Se dire francophone? C’est quoi un francophone? Et qui peut l’être? (p. 49-57) sont des interrogations qui constituent le sixième chapitre de l’ouvrage. Dans ce chapitre, Boudreau réitère l’idée selon laquelle l’insécurité linguistique est en forte prégnance dans l’espace francophone. Selon elle, non seulement l’histoire même de la langue française contribue à cette insécurité linguistique, mais aussi, les réalités linguistiques des francophones varient d’un espace à un autre. L’experte en sociolinguistique revient par ailleurs sur l’ouvrage Pour une écologie des langues du monde où Calvet (1999) propose une typologie pour étudier l’insécurité linguistique. Le premier type rapporté par Boudreau est l’insécurité statutaire, qui est reliée au statut d’une langue sur un territoire. On peut mentionner le Canada où les statuts des langues varient d’une province à une autre. Le deuxième type est l’insécurité formelle qui se manifeste lorsque le locuteur compare sa langue à celle considérée comme légitime. Enfin, le troisième type consiste en l’insécurité identitaire, c’est-à-dire que le locuteur se questionne sur son identité dans une communauté donnée. Selon Boudreau, ces trois types d’insécurité linguistique « peuvent être liés, mais ne le sont pas nécessairement » (p. 57).

DONNÉES ENREGISTRÉES:
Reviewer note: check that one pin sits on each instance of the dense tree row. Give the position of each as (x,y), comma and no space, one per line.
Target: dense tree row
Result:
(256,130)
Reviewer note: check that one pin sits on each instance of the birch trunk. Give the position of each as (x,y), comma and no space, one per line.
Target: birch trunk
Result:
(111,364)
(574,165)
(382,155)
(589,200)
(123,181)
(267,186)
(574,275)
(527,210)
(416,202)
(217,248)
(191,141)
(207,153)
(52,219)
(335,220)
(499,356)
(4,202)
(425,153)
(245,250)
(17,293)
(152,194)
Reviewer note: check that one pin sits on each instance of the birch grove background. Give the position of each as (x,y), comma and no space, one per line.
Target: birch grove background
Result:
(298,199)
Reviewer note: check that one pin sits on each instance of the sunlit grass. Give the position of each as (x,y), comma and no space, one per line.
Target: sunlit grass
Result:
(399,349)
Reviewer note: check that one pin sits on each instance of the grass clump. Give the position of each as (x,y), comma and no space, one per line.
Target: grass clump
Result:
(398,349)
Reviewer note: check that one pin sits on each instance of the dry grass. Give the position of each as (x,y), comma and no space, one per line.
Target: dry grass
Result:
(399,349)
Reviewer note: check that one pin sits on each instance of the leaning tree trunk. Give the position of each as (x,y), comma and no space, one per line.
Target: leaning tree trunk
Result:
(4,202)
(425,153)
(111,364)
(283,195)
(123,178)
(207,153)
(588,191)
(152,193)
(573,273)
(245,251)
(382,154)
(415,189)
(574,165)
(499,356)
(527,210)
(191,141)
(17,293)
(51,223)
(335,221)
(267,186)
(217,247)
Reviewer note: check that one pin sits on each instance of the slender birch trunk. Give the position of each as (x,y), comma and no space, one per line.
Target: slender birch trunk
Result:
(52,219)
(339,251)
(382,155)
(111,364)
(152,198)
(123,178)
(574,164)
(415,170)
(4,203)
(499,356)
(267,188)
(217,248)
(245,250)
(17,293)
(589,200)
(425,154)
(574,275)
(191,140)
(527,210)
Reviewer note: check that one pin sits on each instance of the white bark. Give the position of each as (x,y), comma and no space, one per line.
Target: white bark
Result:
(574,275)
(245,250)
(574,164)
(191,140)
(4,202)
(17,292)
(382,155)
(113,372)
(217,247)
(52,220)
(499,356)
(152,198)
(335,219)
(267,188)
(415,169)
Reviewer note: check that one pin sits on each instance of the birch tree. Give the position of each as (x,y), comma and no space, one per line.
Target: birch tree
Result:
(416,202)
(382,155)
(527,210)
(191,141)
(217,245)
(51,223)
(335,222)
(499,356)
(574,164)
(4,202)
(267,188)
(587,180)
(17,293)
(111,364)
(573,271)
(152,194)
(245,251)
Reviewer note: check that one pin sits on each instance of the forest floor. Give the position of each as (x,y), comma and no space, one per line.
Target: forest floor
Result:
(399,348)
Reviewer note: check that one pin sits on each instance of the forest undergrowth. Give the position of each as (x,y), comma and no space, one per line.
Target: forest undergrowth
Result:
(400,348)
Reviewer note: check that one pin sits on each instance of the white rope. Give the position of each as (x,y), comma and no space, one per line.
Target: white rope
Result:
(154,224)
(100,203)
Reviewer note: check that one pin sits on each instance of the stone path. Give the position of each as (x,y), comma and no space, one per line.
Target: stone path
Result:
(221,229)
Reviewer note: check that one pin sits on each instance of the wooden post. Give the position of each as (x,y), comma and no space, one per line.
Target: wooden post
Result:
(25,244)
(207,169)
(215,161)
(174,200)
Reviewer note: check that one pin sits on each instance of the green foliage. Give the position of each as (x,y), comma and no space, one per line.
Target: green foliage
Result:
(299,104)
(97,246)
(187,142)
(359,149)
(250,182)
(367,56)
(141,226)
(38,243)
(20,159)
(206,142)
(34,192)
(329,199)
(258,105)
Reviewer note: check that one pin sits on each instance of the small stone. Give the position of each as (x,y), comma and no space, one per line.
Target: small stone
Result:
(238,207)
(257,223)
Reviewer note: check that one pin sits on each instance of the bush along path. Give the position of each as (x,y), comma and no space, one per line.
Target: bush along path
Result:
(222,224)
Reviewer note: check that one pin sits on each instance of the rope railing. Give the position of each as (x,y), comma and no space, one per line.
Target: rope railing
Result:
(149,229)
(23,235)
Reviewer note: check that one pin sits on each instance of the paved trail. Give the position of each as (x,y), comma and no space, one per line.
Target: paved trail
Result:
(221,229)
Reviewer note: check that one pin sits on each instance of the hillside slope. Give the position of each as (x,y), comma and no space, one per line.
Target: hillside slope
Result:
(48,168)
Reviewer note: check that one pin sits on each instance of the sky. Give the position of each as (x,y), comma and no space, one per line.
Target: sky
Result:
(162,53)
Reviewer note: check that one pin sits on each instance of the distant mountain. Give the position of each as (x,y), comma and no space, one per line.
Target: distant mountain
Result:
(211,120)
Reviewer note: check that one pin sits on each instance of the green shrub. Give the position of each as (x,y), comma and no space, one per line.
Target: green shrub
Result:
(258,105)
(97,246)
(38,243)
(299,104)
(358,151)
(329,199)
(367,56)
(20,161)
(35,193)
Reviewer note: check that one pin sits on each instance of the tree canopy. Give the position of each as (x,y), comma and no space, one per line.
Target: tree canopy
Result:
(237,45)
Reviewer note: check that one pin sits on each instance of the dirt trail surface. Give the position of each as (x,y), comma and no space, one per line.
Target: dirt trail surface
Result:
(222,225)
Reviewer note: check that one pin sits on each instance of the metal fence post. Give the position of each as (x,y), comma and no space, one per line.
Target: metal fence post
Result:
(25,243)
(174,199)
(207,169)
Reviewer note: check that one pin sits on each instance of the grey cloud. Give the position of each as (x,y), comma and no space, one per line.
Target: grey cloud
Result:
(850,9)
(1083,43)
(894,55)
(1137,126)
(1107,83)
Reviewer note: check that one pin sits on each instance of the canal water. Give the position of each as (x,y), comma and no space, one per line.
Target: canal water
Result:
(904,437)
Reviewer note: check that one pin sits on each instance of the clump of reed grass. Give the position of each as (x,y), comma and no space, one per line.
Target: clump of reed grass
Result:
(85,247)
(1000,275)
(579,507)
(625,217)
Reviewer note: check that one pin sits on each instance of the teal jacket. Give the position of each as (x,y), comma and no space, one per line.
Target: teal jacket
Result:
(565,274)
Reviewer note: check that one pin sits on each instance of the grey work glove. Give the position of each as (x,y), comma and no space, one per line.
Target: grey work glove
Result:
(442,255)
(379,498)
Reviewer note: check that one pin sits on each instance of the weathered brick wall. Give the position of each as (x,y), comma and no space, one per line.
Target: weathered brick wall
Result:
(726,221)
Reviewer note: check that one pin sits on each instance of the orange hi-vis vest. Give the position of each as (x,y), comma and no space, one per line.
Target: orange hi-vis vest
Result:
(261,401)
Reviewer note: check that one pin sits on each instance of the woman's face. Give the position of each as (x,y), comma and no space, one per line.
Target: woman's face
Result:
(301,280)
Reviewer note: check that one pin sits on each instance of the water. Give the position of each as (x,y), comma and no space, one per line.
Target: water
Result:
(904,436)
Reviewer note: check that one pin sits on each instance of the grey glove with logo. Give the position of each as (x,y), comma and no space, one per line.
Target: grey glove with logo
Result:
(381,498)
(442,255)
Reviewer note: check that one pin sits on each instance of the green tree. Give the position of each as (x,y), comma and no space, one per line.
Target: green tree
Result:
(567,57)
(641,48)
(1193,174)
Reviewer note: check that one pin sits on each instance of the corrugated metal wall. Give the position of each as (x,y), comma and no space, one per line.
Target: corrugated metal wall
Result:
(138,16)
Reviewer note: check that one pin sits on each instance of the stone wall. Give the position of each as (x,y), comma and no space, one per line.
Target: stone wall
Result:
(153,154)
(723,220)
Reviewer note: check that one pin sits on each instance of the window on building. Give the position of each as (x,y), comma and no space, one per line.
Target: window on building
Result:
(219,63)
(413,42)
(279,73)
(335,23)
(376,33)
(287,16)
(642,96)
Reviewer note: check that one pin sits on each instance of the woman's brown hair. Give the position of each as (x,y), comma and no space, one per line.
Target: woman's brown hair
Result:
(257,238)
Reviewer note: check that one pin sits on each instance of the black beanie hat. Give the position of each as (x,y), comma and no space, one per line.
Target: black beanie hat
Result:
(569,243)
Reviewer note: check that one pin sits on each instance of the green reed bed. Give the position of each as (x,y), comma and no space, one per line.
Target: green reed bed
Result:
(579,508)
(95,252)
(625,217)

CONSIGNES:
A - D'après l'extrait sur l'insécurité linguistique, à quoi l'insécurité statutaire est-elle reliée ?
B - Rédigez la suite de l'extrait sur l'insécurité linguistique à partir de sa dernière phrase.
Le matériel n'est pas nécessaire ici.

RÉPONSES:
A - Au statut d'une langue sur un territoire.

B -
Vient le septième et dernier chapitre de l’ouvrage, L’insécurité linguistique au Canada (p. 59-64). Dans ce chapitre, Boudreau présente le phénomène de l’insécurité linguistique dans les milieux canadiens où le français est langue minoritaire. Selon elle, si l’insécurité linguistique est observée chez les francophones au Canada, elle « n’est pas vécue par tous les francophones et surtout [elle] n’est pas vécue de la même manière par celles et ceux qui en ressentent les effets » (p. 59). Ici, l’auteure relate trois stratégies pour contrer l’insécurité linguistique chez les personnes qui en souffrent. D’abord, elle souligne que l’évitement est une stratégie où le locuteur cherche à se rendre invisible ou à ne pas prendre la parole dans les situations formelles de communication. Ensuite, elle croit que les commentaires métalinguistiques peuvent aussi aider les locuteurs à se prémunir contre les jugements négatifs. En ce sens, ils déclarent d’entrée de jeu qu’ils parlent un français illégitime. Enfin, la troisième stratégie présentée par la sociolinguiste est la surenchère, c’est-à-dire la surévaluation de son vernaculaire ou « l’acceptation de la langue dans la pluralité de ses expressions » (p. 62).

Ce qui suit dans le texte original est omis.